What is required: Once you have read the records below, print them again exactly as they stand.

──────── Source material ────────

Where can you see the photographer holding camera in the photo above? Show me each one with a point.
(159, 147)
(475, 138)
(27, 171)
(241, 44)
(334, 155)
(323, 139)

────────

Your solution:
Where can you see the photographer holding camera in the photo above? Show me each one with a point.
(159, 147)
(475, 138)
(27, 171)
(241, 44)
(334, 155)
(323, 139)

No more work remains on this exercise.